● **EXERCISE OBJECTIVE**: Rewrite the items from the line with "Locate the table lamp;" to the line with "<point>489,190</point>", changing every "pin" to "marker" and leaving everything else the same. Leave the pictures out of your answer.

● **RECORDS TO USE**:
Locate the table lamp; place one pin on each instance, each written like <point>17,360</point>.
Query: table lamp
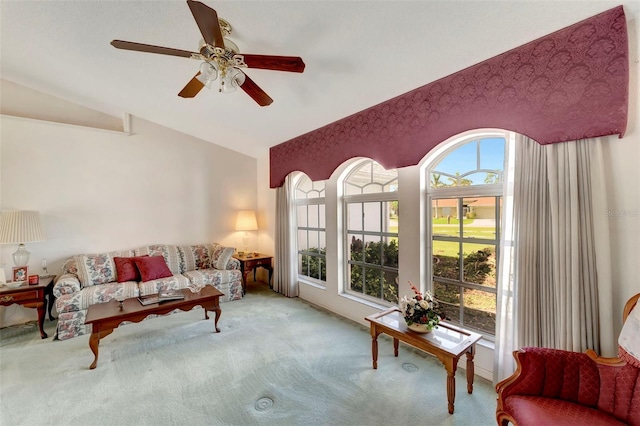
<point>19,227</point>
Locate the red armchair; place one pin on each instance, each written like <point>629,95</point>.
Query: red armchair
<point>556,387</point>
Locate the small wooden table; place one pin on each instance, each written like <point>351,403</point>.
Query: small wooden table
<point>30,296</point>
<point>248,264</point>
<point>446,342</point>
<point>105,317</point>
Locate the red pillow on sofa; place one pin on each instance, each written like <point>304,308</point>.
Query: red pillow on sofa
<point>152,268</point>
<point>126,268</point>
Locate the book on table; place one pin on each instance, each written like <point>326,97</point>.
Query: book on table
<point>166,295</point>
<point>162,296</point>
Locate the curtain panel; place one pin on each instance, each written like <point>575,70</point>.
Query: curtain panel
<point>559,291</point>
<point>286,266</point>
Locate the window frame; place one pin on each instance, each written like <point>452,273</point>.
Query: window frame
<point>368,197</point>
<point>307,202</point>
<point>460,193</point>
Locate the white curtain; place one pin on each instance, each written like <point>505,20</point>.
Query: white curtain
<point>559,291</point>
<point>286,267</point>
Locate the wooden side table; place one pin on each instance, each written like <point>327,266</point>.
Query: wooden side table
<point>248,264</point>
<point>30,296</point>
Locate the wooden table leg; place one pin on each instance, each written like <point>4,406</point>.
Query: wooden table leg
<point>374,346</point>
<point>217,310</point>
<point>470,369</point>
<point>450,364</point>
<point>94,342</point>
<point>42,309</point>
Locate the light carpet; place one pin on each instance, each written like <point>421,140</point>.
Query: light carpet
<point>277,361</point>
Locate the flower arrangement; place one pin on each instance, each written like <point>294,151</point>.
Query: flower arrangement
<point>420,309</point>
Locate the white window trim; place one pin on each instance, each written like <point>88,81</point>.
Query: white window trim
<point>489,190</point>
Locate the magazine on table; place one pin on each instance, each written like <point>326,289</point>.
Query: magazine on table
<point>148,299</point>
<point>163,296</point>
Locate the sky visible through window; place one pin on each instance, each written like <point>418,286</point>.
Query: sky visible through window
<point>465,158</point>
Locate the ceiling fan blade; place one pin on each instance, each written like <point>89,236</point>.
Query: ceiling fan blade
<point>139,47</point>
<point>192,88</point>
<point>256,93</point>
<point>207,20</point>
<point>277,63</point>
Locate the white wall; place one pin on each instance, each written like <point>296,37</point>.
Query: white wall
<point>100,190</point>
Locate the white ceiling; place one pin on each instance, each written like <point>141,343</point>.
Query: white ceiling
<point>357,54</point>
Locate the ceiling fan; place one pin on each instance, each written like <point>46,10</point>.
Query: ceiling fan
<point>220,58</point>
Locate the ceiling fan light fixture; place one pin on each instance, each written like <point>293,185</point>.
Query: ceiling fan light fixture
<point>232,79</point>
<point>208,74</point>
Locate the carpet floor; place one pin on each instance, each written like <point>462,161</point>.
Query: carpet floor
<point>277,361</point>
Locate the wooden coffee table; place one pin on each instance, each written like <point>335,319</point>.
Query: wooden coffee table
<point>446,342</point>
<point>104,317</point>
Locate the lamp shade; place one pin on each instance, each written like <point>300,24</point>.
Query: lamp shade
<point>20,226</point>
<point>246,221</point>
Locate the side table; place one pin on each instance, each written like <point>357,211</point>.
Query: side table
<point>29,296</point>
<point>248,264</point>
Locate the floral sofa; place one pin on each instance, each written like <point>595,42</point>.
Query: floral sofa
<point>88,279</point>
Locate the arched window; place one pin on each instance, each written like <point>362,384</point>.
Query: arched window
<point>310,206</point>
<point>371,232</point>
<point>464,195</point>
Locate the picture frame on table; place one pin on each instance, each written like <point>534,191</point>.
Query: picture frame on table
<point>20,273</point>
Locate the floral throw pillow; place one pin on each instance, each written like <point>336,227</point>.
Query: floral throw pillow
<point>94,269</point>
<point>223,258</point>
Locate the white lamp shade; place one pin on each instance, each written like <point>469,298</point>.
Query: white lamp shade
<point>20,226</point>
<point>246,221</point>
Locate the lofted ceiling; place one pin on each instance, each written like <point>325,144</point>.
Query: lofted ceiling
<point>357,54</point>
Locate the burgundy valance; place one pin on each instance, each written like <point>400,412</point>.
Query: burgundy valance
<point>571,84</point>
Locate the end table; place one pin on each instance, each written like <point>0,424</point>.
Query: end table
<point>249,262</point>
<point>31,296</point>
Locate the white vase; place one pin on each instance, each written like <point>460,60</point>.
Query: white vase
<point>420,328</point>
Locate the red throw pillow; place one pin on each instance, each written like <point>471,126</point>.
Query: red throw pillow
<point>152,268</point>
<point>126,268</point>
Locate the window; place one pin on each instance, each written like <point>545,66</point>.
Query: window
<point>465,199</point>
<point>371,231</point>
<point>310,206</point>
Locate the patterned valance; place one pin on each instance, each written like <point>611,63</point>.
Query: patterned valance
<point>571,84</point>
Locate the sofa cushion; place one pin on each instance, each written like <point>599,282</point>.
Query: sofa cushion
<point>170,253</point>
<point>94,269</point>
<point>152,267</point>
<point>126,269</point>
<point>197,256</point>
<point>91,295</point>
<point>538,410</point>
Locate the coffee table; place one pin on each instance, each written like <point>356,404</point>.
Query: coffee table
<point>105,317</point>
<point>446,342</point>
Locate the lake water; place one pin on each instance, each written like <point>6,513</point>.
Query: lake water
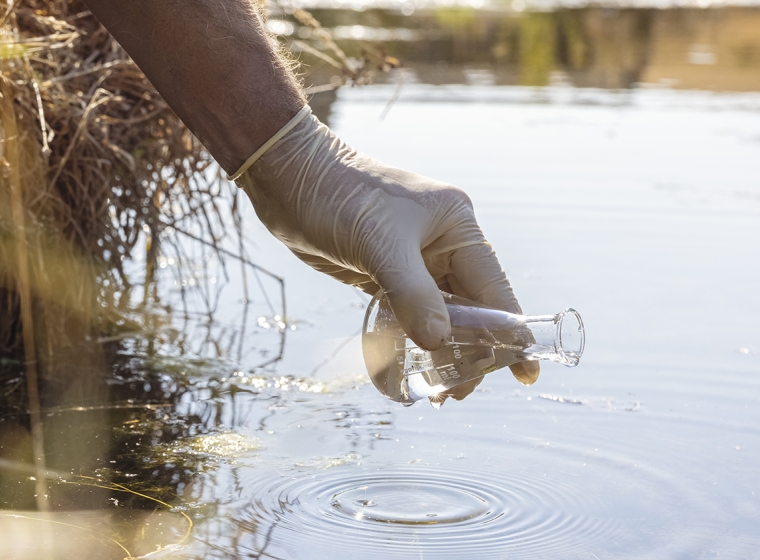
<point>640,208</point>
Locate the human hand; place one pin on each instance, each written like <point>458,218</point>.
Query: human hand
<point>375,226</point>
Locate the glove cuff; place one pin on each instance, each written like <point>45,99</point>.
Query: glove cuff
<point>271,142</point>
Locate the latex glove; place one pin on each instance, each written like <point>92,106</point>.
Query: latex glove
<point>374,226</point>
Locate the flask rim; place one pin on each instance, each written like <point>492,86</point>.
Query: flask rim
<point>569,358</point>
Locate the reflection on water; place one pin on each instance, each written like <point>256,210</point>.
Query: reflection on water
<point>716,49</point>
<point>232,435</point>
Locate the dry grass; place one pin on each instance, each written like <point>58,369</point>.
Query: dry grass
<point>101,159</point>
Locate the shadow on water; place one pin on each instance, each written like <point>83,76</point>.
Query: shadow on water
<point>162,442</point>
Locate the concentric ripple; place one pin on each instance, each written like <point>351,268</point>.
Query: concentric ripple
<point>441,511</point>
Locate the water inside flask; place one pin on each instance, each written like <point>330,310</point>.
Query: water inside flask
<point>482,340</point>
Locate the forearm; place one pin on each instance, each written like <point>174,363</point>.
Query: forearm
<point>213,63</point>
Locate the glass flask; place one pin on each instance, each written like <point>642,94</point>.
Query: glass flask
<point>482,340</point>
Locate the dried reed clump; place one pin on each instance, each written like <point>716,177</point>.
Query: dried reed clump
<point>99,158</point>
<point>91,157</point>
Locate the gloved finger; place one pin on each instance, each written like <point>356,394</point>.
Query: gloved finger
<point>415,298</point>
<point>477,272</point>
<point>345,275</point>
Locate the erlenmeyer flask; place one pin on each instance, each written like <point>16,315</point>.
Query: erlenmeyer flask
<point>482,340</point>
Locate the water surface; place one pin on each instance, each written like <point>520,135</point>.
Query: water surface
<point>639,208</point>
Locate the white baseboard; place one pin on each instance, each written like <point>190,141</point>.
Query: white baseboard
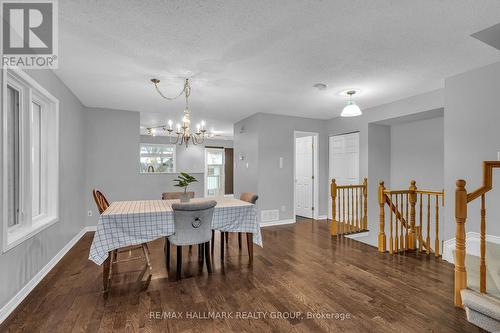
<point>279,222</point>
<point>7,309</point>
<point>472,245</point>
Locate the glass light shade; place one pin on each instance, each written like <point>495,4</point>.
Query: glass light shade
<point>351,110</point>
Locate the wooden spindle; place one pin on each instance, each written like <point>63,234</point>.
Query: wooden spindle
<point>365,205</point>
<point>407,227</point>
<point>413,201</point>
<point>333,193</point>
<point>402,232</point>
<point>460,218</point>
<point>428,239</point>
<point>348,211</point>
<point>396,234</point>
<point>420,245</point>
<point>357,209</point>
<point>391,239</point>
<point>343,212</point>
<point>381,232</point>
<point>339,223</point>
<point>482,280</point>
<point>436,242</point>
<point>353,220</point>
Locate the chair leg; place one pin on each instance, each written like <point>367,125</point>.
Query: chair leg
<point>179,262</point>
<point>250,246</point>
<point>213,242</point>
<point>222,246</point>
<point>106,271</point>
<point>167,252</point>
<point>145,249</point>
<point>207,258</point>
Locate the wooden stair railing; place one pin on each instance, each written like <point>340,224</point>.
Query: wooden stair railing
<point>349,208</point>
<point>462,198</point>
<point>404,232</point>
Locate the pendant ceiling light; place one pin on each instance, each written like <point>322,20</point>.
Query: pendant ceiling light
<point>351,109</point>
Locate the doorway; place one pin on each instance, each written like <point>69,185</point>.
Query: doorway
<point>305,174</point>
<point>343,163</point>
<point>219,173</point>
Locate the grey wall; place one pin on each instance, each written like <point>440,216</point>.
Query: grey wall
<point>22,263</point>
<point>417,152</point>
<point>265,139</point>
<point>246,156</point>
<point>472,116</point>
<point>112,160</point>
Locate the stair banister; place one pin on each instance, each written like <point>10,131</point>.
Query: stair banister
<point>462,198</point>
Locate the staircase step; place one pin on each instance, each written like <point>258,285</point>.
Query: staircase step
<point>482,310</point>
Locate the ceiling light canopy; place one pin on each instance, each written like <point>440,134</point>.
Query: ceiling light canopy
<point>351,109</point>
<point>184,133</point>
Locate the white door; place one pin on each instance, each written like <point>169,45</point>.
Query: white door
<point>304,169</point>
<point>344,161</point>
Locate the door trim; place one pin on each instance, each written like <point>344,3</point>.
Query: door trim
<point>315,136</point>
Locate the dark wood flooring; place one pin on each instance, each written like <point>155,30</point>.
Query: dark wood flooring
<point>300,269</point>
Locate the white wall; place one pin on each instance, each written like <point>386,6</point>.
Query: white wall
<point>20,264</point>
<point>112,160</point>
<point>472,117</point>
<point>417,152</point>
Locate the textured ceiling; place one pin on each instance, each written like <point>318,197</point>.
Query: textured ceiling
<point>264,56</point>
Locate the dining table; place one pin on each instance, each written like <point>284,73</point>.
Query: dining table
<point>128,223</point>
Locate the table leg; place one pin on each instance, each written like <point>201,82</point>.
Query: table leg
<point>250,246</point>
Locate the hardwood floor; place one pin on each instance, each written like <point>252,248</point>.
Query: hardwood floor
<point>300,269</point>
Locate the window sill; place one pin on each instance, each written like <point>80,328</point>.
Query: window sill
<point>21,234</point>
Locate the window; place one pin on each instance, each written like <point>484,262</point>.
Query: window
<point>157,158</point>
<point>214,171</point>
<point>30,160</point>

--

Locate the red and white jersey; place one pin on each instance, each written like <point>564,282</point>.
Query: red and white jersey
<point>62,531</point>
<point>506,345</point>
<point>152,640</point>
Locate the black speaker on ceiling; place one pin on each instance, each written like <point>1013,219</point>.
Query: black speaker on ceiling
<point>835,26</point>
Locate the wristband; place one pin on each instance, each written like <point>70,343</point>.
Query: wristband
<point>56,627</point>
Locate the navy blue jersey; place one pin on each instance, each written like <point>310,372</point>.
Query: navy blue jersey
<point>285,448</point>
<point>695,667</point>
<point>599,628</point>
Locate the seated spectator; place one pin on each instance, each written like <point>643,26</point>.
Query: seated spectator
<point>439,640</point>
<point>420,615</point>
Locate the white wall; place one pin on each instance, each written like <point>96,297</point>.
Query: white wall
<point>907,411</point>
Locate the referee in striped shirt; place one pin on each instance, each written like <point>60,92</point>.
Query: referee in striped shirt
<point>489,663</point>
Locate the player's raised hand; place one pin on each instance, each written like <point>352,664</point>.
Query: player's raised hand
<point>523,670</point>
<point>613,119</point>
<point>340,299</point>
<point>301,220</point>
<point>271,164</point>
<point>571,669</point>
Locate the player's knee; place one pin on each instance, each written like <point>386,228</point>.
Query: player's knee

● **SOLUTION**:
Locate the table lamp; place one marker on each instance, each written like <point>17,360</point>.
Query: table lamp
<point>19,227</point>
Locate the red armchair; place one marker on each instance, each written like <point>629,95</point>.
Query: red armchair
<point>556,387</point>
Locate the small wooden table; place one marker on each instance, each written like <point>351,403</point>.
Query: small wooden table
<point>30,296</point>
<point>248,264</point>
<point>446,342</point>
<point>105,317</point>
Locate the red pillow on sofa; place one marker on each instance, each written like <point>304,308</point>.
Query: red pillow on sofa
<point>152,268</point>
<point>126,268</point>
Locate the book on table; place one marker on each instance, each written like <point>326,97</point>.
Query: book on table
<point>166,295</point>
<point>162,296</point>
Locate the curtain panel; place one marker on each instance, each written like <point>575,70</point>.
Query: curtain panel
<point>559,291</point>
<point>286,266</point>
Locate the window frame; place one marker on each instance, each written like <point>452,273</point>.
Query: window frame
<point>368,197</point>
<point>307,202</point>
<point>460,193</point>
Locate the white curtain; place one marker on each instance, each written like <point>505,20</point>.
Query: white curtain
<point>559,291</point>
<point>286,267</point>
Locate the wooden side table; place one marker on each instance, each written like <point>327,266</point>.
Query: wooden side table
<point>248,264</point>
<point>30,296</point>
Locate the wooden table leg; place one marker on each instance, each written like <point>4,406</point>.
Query: wooden table leg
<point>374,346</point>
<point>217,310</point>
<point>470,369</point>
<point>450,364</point>
<point>94,342</point>
<point>42,309</point>
Locate the light carpet; place one marker on each instance, each written like <point>421,140</point>.
Query: light carpet
<point>277,361</point>
Locate the flower arrangement; place one marker on each instance, each written like <point>294,151</point>.
Query: flower arrangement
<point>420,309</point>
Locate the white window trim; place one marker on each instance, each written like <point>88,81</point>.
Query: white window trim
<point>489,190</point>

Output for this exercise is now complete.